== Written instruction ==
Swap "keypoint" for "marker" in each item below, and copy everything else unchanged.

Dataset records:
────────────────────────────────────────

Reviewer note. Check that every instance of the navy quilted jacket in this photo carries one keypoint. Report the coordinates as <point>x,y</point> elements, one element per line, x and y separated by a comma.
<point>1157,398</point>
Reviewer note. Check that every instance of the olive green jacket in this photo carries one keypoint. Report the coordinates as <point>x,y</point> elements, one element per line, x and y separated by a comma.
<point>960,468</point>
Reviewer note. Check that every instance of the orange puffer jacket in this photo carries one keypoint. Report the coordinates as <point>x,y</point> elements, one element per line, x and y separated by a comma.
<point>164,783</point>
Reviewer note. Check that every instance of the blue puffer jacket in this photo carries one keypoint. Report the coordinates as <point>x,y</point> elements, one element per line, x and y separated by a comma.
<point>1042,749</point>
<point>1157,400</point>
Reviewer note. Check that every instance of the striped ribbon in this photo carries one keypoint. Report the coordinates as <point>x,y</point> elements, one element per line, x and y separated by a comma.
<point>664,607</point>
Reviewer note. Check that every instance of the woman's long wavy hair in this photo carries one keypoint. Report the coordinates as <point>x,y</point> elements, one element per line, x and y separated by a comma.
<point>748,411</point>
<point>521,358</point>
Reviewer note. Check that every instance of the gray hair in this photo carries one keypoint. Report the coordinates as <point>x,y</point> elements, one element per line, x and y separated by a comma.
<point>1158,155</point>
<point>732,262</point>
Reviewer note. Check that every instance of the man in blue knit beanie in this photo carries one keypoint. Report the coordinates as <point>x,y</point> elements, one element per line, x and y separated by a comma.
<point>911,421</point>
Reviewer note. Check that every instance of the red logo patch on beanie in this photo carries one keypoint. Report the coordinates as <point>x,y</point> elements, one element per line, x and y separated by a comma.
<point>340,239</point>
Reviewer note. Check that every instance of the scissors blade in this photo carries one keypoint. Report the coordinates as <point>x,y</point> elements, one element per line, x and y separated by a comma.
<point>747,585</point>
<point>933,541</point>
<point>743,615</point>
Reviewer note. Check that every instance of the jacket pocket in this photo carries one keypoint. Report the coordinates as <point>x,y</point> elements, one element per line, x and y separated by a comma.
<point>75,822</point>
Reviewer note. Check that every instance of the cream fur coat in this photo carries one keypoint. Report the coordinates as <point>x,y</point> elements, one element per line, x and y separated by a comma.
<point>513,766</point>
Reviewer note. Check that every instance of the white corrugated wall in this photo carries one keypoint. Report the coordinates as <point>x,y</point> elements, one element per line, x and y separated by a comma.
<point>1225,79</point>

────────────────────────────────────────

== Solution to this exercise ==
Reviewer note. Check that every instance of the navy quilted jacket in this photo carries one marker. Report the coordinates as <point>x,y</point> elements, one element per line, x and y separated by a comma.
<point>1157,398</point>
Reviewer note. Check that every instance of the olive green jacket in this photo carries one marker. Report the coordinates as <point>x,y</point> elements, one element per line, x and y separated by a comma.
<point>960,468</point>
Reviewer note. Check that every instance of the orange puffer jacket in this photo carries one marker. Report the coordinates as <point>x,y</point> elements, one element per line, x and y separated by a comma.
<point>164,783</point>
Reviewer note. Check that every instance of the blue puffer jacket in this photo carries one marker. Report the coordinates as <point>x,y</point> elements, one element per line, x and y separated by a comma.
<point>1042,749</point>
<point>1157,400</point>
Reviewer note. Check that every instance of the striped ribbon in this photo carries one marker. Report the coordinates as <point>x,y</point> elements, one element per line, x and y separated by a comma.
<point>664,607</point>
Reviewer note. Check that every instance of the woman's long wavy hair in this photo carries one marker. Report the coordinates as <point>x,y</point> elements, one element per line, x and y separated by a comma.
<point>748,411</point>
<point>521,358</point>
Reviewer note. Check that every instance of the gray hair in this photo carries one marker. Report the coordinates as <point>x,y</point> elements, one element per line, x and y separated by a comma.
<point>1158,155</point>
<point>732,262</point>
Reviewer note. Check that every instance of the man in blue knit beanie in this photo carries one marker. Report the coordinates as <point>x,y</point> elements, one element per line, x and y separated by a comma.
<point>911,421</point>
Reviewer note. Check that every instance of the red logo patch on beanie in this photo carries one marker. Report the coordinates as <point>x,y</point> elements, one element per line, x and y separated by a comma.
<point>340,239</point>
Reviewer note. Check that every instance of the scissors blade in this photo carries one marker. Report the coordinates as <point>x,y</point> elements, one element per line, x and y separated by a comma.
<point>747,585</point>
<point>933,541</point>
<point>743,615</point>
Reviewer note. Check that every instance of the jacket pocket in this photo carries one marker. Report the coordinates as <point>x,y</point> elements, one element per line, x and y separated by a comma.
<point>75,822</point>
Reviewer note. Check that every instance of the cream fur coat in this photo carries one marker. Report the coordinates as <point>x,y</point> elements, one element per line, x and y separated by a comma.
<point>513,766</point>
Reviewer note. Check that every instance of the white corrugated wall in this photo carries one marker. Report the coordinates as <point>x,y</point> elements, one element per line, x and y separated by a comma.
<point>1225,79</point>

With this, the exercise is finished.